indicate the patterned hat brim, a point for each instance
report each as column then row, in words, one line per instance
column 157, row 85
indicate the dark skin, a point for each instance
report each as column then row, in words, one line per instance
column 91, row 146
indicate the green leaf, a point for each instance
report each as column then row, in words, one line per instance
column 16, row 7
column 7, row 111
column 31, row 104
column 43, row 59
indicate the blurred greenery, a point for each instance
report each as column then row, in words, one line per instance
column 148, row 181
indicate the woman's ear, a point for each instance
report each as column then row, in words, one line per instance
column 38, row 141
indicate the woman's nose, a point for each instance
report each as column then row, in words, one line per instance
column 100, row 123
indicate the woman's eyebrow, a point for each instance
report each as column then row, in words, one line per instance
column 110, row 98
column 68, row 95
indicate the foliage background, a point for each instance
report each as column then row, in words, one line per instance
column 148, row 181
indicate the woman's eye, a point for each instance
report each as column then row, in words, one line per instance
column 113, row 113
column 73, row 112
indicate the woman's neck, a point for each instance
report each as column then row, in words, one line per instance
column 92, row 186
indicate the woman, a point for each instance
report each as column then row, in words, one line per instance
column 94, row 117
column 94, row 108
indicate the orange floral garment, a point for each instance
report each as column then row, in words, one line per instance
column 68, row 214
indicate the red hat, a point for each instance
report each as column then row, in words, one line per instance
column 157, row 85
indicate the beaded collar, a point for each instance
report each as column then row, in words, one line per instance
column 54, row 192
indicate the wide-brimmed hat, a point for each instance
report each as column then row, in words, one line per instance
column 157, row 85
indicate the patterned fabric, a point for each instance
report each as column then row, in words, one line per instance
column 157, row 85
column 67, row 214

┄┄┄┄┄┄┄┄┄┄┄┄┄┄┄┄┄┄┄┄

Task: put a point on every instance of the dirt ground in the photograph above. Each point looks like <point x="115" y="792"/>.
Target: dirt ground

┄┄┄┄┄┄┄┄┄┄┄┄┄┄┄┄┄┄┄┄

What is required: One number should be returned: how many lines in the records contain the word "woman".

Final answer: 6